## Source text
-- begin --
JUXTAPOZ Issue #43, March 2003

The Peter Max Factor: an Artistic Constant in the Cosmic Equation

Peter Max
by

George Petros

pm
Max in his Manhattan studio, ca. 2000

From Juxtapoz Magazine #43, March 2003

An Account of the Art of Peter Max,
especially his Psychedelia and Portraiture of Stars
Heavenly & Otherwise, as given by George Petros

2112
Year of 2250
35.5"x28" Acrylic 1996
sol
Statue of Liberty
ca. 2000

Peter Max is perhaps the most successful artist of all time. Billions see his work, whether they know it or not. He makes astronomical sums of money, and hob-nobs with the high and mighty. His ubiquitous style runs the gamut from countercultural craziness to patriotic proselytizing, his work just as at-home in the hallowed halls of the corporate world as on the yellowed walls of crash pads. As a symbolic entity — for all practical purposes America’s (Pop) Artist Laureate — he suffers the arrows of derision as well as the mob’s approving cheers, not unlike a politician or a pro athlete.

Max’s famous formulation: vivid color, sparse, fluid lines, and optimistic subject matter. The artist himself appears as a character out of his own paintings, complete with aural glow and 60s moustache, bringing a message of peace to a troubled world.

Art know-it-alls often neglect him or take him for granted. Some even dismiss him as proprietor of a stylistic sweatshop that churns out the same one or two pictures over and over again, milking a revered genre for all it’s worth while shamelessly hustling the ruling class. Whatever. Peter Max changed the way the world looks at art and for that alone he deserves to indulge himself in a non-stop carnival of color and cash. In fact, he persists as a significant talent, displaying an unparalleled mastery of the chromatic sciences.

His trip began at the dawn of psychedelia, and continues into the distant future. Along the way, his spaceships and star-skippers interact with prehistoric archetypes in colors once known only to acidheads and art directors.

He says, “I was going to become an astronomer. I drew stars, galaxies, celestial bodies, and spaceships mingled in with all these things I got from Eastern culture — and it developed into a style.” That style encompasses distinct categories: the early tripped-out art, done in the chroma of lysergic landscapes and solarized photos; the later neo-Fauvism, drenched in the brilliant colors of cosmetics and toys; the timeless Pop Art, colorizing America’s movie stars, big shots, presidents, and even the Statue of Liberty. After all, isn’t patriotic art, with its political superheroes and bigger-than-life icons, the logical extension of Pop?
-- end --
## Data shown
-- begin --
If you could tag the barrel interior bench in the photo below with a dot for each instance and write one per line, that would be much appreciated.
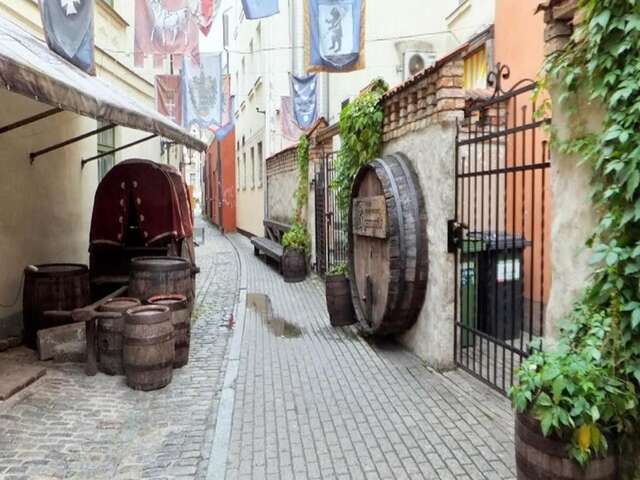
-- end --
## What you will do
Reproduce the Peter Max article above word for word, from "His trip began" to "extension of Pop?".

## The result
His trip began at the dawn of psychedelia, and continues into the distant future. Along the way, his spaceships and star-skippers interact with prehistoric archetypes in colors once known only to acidheads and art directors.

He says, “I was going to become an astronomer. I drew stars, galaxies, celestial bodies, and spaceships mingled in with all these things I got from Eastern culture — and it developed into a style.” That style encompasses distinct categories: the early tripped-out art, done in the chroma of lysergic landscapes and solarized photos; the later neo-Fauvism, drenched in the brilliant colors of cosmetics and toys; the timeless Pop Art, colorizing America’s movie stars, big shots, presidents, and even the Statue of Liberty. After all, isn’t patriotic art, with its political superheroes and bigger-than-life icons, the logical extension of Pop?